Required task: Copy every one of the lines below, word for word, without changing anything.

------------------------------------------------------------------------

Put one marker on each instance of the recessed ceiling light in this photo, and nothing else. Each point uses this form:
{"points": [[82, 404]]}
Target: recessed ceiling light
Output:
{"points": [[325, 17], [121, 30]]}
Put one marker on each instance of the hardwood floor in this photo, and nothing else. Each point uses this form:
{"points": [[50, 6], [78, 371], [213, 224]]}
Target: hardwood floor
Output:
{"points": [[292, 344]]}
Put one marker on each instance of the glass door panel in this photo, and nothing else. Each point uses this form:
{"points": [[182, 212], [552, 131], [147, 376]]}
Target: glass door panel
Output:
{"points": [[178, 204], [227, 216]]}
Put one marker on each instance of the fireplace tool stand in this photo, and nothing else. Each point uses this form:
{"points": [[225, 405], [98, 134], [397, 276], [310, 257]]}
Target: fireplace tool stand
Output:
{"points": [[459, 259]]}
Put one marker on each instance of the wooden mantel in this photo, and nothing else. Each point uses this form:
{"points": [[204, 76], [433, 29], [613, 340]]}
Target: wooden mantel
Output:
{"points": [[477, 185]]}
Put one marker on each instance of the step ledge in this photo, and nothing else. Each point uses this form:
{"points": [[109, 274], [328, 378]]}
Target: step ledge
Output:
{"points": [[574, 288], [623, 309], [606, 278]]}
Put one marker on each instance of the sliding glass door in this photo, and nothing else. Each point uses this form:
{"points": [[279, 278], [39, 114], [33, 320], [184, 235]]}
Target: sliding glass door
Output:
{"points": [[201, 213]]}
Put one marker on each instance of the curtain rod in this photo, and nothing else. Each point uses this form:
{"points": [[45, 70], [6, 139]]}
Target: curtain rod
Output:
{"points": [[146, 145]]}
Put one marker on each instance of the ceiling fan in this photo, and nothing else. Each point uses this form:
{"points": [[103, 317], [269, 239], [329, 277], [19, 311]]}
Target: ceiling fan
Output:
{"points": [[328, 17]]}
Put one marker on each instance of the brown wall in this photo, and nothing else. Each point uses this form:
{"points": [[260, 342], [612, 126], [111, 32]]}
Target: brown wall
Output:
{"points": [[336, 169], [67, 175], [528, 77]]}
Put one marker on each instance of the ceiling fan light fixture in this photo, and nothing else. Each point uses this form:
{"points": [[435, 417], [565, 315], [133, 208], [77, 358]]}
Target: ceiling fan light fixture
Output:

------------------------------------------------------------------------

Expected answer:
Put one marker on each instance of the recessed ceiling light in this photo, and nothing else. Each point uses this form:
{"points": [[82, 404]]}
Target: recessed ceiling light
Output:
{"points": [[325, 17], [121, 30]]}
Put one marker on each instance of the hardwood floor in this photo, and nothing else. Each point uses this form:
{"points": [[50, 6], [78, 371], [213, 224]]}
Target: hardwood floor
Output:
{"points": [[292, 344]]}
Put one marker on each instance of the glass door panel in this photo, and nothing else. Each point uses this form:
{"points": [[182, 212], [552, 131], [147, 376]]}
Target: glass door panel
Output:
{"points": [[178, 204], [227, 216]]}
Put one marker on each instance of the fireplace tool stand in this photo, and nothing else. Each point uses this form:
{"points": [[225, 405], [98, 134], [397, 276], [310, 257]]}
Target: fireplace tool stand
Output:
{"points": [[459, 259]]}
Put one marker on each instance of the wooden mantel in this photo, and nothing else. Each point uses this form:
{"points": [[204, 76], [433, 29], [613, 340]]}
Target: wooden mantel
Output:
{"points": [[477, 185]]}
Put one marker on each instance of the step ledge in this photo, and nothing else. Each point uses this form:
{"points": [[109, 274], [328, 378]]}
Target: step ledge
Output:
{"points": [[574, 288], [623, 309], [606, 278]]}
Put one marker on each instance of the sliding glass door in this photo, and nothing else. Each point uses this form:
{"points": [[279, 278], [39, 114], [33, 320], [184, 235]]}
Target: sliding glass door
Output:
{"points": [[201, 213]]}
Put one marker on each instance of the curtain rod in this photo, and nothing else. Each point uses this form:
{"points": [[45, 70], [6, 139]]}
Target: curtain rod
Output:
{"points": [[146, 145]]}
Put one marker on each instance of the ceiling fan in this photo, and nothing else. Each point uses this form:
{"points": [[103, 317], [269, 239], [329, 277], [19, 311]]}
Target: ceiling fan
Output:
{"points": [[328, 17]]}
Put one marker on each instance of the brown wall in this photo, and nothing else. Each point uses this form:
{"points": [[260, 342], [612, 126], [111, 32]]}
Target: brown wall
Output:
{"points": [[336, 169], [67, 175], [528, 77]]}
Put one marker on each instance of the ceiling fan light fixture in this photo, and nothing else. Each point uses this form:
{"points": [[435, 417], [565, 315], [133, 208], [77, 358]]}
Target: ceiling fan light fixture
Output:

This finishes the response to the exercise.